■ **Task**
Write out the entire listing below exactly, with the pictures left out.

(begin)

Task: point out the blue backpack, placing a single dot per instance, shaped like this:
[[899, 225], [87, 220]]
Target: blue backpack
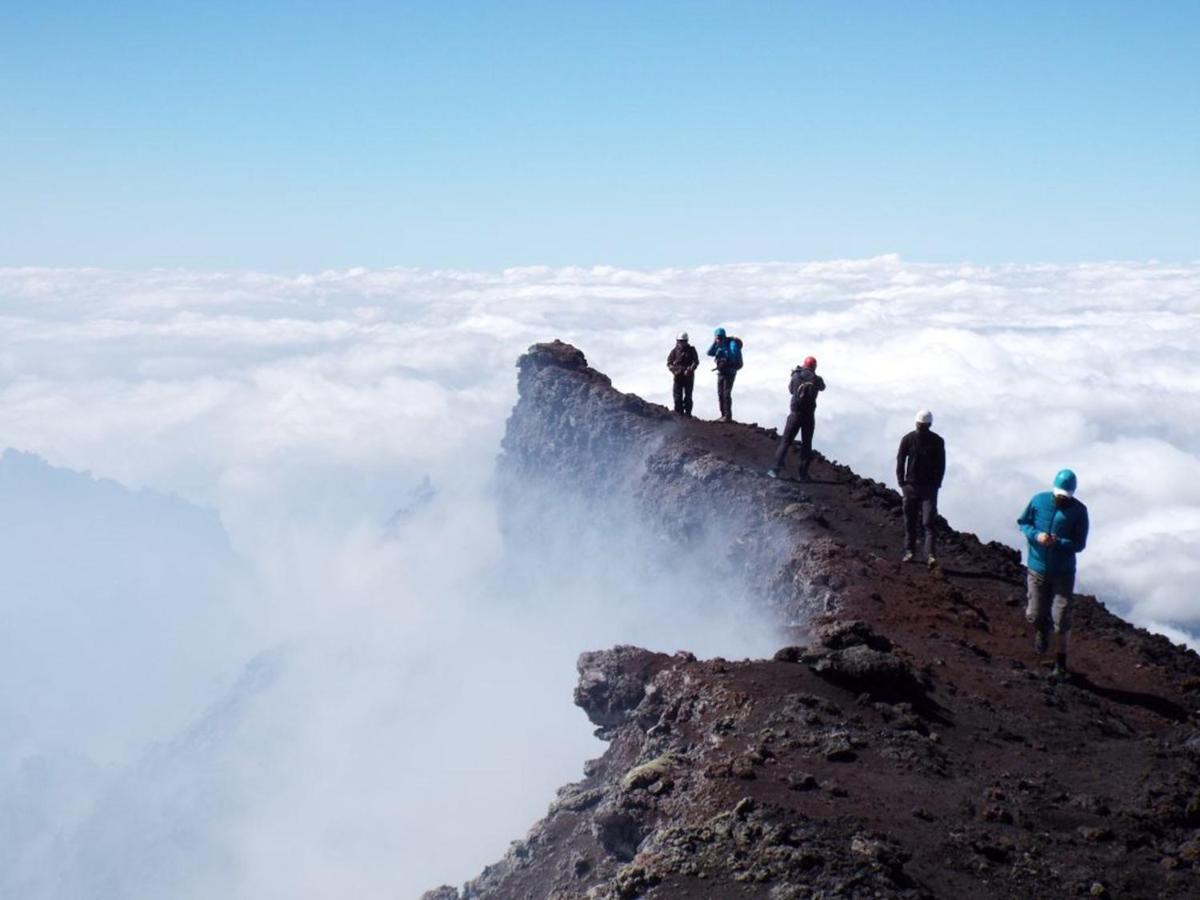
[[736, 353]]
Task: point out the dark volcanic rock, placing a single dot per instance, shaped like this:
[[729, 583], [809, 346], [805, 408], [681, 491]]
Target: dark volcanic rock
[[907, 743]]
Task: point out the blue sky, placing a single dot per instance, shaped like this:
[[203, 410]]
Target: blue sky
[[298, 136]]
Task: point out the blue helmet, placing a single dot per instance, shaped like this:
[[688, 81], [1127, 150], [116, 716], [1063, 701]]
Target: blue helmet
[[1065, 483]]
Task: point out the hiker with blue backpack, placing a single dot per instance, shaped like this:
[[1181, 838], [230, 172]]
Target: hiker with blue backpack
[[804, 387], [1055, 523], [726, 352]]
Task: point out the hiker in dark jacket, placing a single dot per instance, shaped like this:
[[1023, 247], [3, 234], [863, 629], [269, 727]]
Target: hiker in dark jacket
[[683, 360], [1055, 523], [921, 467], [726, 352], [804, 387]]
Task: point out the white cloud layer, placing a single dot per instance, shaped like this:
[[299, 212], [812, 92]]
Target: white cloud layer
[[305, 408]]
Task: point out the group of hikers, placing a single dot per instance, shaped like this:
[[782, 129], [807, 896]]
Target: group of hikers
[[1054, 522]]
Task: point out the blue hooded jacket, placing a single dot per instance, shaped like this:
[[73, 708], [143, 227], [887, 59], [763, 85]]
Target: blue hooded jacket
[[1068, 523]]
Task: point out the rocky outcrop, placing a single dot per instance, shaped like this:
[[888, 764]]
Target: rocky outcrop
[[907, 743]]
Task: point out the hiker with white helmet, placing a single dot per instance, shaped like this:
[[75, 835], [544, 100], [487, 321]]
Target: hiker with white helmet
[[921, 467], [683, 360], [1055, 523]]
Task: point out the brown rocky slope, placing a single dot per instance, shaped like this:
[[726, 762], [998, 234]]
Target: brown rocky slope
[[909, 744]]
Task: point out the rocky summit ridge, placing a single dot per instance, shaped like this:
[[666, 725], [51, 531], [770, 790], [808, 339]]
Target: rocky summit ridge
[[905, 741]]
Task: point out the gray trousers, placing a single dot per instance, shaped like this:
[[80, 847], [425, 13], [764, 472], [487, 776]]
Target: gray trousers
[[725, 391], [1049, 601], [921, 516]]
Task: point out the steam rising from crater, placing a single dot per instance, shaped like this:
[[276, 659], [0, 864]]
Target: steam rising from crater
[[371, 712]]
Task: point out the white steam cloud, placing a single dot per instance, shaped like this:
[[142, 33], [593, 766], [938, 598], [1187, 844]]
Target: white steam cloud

(end)

■ **The reply**
Task: point out the blue backpack, placing a single dot per instance, shaped like this:
[[899, 225], [87, 220]]
Target: blue backpack
[[736, 353]]
Task: point out the dark volcanic rock, placing a single dot per instance, shaped like this:
[[729, 583], [809, 346], [805, 408], [681, 491]]
Target: dark volcanic rock
[[907, 743]]
Task: point out the blue sky, placing a single dot per instance, shaped like this:
[[203, 410]]
Target: blue sky
[[298, 136]]
Task: point out the blue helmet, placing a single dot per instance, shaped like this:
[[688, 81], [1127, 150], [116, 716], [1063, 701]]
Target: blue helmet
[[1065, 483]]
Task: point out the hiker with blue backpack, placing a single dot per instance, shaped like this:
[[1181, 838], [230, 172]]
Target: hiker with blue backpack
[[804, 387], [1055, 523], [726, 352]]
Task: point out the hiker in dark jacket, placing a single dot per instance, shaped like this:
[[1023, 247], [3, 234], [863, 629], [269, 727]]
Target: hiker in dark jacket
[[683, 360], [1055, 523], [921, 467], [726, 352], [804, 387]]
Task: point out the white cloud layer, placing a single dot per instance, shaped like this:
[[299, 212], [812, 92]]
Target: white cloud layer
[[305, 408]]
Task: point out the group of hikers, placing a single dot per instance, shaped like this:
[[782, 129], [807, 896]]
Target: group of hikers
[[1054, 522]]
Task: point out the blue hooded jacket, placing a single dot per instance, shaped like this:
[[73, 708], [143, 227], [887, 59], [763, 85]]
Target: blue hooded jacket
[[1068, 523]]
Task: point out the rocky outcrop, placing a single dot per instance, shaped like this:
[[888, 764]]
Target: rocky outcrop
[[907, 743]]
Task: point out the hiker with white helmet, placing a single dot per instance, shaped like this:
[[75, 835], [544, 100], [487, 321]]
Target: hiker with white helmet
[[921, 467], [683, 360], [1055, 523]]
Task: point out the brown rocky slope, placing a single dot per instance, shaped like this:
[[726, 762], [998, 234]]
Target: brown rocky slope
[[909, 744]]
Task: point out the rocky summit ridge, placing a single dot per instance, shaped like this:
[[666, 725], [51, 531], [770, 790], [808, 339]]
Target: rocky summit ridge
[[905, 741]]
Task: point out the gray trousers, placing a single dot per instance, shaped like this:
[[80, 847], [425, 13], [764, 472], [487, 776]]
Target: gray trousers
[[725, 391], [1049, 601], [921, 516]]
Task: point out the steam rising from crater, placing a single dot per instance, shaped like this:
[[276, 659], [0, 864]]
Target: steam rising from crater
[[371, 712]]
Task: point out the white steam cloud, placing a single dot per instance, shaped like this:
[[142, 33], [593, 766], [938, 598], [1187, 844]]
Target: white steam cloud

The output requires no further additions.